──────── Entries supplied

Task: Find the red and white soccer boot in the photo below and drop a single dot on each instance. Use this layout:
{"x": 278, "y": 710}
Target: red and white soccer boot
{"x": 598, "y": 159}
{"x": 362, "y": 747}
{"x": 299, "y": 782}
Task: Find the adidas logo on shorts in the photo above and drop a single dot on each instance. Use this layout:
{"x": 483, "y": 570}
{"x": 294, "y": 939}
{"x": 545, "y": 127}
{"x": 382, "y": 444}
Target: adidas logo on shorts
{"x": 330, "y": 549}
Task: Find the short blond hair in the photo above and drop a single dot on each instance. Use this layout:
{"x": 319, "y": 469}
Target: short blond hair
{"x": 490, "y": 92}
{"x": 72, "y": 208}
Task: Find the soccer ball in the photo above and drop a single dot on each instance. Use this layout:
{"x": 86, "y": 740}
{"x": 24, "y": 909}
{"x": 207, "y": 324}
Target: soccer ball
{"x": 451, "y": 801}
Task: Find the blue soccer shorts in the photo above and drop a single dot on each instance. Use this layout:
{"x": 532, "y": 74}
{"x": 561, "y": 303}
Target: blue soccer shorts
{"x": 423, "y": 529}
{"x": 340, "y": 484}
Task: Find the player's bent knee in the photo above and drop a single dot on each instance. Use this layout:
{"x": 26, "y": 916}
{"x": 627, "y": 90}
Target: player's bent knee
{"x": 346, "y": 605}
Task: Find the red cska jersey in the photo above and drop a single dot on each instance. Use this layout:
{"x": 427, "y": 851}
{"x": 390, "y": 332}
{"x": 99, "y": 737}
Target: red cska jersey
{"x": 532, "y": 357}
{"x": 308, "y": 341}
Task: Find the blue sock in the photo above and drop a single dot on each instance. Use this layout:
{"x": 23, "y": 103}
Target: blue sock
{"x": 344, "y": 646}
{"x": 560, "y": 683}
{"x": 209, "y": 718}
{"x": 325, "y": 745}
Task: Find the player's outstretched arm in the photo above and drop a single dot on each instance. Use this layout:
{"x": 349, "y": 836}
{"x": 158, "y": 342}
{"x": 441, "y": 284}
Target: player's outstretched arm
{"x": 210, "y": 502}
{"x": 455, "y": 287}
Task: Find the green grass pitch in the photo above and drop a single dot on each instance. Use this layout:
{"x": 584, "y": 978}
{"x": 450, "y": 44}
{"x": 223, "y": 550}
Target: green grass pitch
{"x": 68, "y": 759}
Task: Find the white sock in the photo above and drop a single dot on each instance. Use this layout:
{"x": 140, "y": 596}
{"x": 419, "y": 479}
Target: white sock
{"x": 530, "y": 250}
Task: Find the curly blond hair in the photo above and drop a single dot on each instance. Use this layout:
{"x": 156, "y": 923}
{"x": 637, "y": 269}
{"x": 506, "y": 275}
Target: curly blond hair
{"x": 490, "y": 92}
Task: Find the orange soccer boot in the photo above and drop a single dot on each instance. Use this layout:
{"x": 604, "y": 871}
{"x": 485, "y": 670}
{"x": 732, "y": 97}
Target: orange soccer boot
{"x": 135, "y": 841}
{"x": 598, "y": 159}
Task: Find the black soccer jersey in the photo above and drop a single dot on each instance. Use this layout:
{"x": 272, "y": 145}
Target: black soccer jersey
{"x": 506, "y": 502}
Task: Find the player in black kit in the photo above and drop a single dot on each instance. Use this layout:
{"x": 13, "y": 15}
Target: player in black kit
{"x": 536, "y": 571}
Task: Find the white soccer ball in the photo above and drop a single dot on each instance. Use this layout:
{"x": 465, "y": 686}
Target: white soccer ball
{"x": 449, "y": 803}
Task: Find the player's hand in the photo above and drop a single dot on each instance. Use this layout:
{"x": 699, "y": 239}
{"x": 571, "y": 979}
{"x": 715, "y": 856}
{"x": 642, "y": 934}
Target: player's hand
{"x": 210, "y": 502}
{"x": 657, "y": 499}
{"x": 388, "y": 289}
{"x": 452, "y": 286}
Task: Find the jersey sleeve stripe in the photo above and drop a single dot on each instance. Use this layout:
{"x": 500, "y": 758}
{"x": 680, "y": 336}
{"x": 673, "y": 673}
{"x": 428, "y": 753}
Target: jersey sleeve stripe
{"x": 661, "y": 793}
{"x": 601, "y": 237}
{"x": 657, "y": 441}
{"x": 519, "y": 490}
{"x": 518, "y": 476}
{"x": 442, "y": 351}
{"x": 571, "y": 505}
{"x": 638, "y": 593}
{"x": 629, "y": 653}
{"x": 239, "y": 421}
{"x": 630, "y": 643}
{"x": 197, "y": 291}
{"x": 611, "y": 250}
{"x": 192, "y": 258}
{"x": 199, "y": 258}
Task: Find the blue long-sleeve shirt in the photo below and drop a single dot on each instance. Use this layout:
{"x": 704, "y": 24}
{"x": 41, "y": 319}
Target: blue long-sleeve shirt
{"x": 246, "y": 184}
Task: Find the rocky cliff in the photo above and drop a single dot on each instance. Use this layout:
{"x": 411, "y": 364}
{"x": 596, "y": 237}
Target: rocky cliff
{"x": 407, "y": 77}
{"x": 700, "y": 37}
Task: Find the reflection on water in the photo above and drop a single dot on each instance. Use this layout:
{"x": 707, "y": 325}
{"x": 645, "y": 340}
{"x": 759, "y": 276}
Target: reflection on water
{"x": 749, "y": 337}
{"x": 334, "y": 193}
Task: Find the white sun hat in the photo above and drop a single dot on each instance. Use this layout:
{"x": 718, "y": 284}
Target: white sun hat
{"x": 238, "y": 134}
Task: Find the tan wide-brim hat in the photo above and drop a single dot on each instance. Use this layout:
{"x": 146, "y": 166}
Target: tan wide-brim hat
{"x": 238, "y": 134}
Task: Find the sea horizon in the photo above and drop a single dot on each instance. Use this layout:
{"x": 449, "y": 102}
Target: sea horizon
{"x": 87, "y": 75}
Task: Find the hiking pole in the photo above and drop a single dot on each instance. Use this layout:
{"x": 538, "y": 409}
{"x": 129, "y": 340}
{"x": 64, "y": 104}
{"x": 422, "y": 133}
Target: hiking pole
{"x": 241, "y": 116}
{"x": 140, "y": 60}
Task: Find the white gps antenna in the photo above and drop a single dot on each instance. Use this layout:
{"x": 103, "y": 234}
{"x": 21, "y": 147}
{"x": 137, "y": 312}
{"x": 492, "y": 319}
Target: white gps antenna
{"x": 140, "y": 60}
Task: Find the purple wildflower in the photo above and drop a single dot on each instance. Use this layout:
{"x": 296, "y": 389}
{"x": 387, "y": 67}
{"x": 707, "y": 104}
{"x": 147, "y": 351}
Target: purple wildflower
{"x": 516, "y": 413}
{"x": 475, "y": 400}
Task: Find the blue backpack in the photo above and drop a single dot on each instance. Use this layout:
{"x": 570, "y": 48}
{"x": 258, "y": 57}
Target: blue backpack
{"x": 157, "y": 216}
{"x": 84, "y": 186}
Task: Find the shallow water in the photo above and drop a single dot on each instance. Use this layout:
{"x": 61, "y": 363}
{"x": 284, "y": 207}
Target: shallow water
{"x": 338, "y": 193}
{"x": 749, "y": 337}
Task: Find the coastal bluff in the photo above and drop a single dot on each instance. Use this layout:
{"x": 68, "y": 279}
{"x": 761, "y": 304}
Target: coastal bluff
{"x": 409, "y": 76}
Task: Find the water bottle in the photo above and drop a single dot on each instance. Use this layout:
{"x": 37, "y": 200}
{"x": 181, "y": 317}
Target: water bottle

────────────────

What is needed »
Turn the items into a Markdown table with the columns "No." and "Text", numbering each row and skipping blank lines. Start at the line that contains "Task: Find the blue backpack" and stop after the last line of the items.

Response for this exercise »
| No. | Text |
|---|---|
| 1 | Task: Find the blue backpack in the photo above and drop a single dot on each instance. Use this layout: |
| 2 | {"x": 570, "y": 48} |
| 3 | {"x": 258, "y": 57} |
| 4 | Target: blue backpack |
| 5 | {"x": 157, "y": 216} |
| 6 | {"x": 84, "y": 186} |
| 7 | Task: Find the shallow water in the photo above and drop a single dot on each instance. Use this layout: |
| 8 | {"x": 61, "y": 363} |
| 9 | {"x": 284, "y": 207} |
| 10 | Target: shallow water |
| 11 | {"x": 338, "y": 193} |
| 12 | {"x": 749, "y": 337} |
| 13 | Task: Find the coastal bluff in the photo above and drop a single dot on each instance. Use this layout: |
| 14 | {"x": 68, "y": 279} |
| 15 | {"x": 761, "y": 304} |
| 16 | Target: coastal bluff |
| 17 | {"x": 409, "y": 76} |
| 18 | Task: Find the water bottle in the photo above and drop a single dot on each instance. Use this layout: |
| 19 | {"x": 37, "y": 200} |
| 20 | {"x": 181, "y": 317} |
| 21 | Target: water bottle |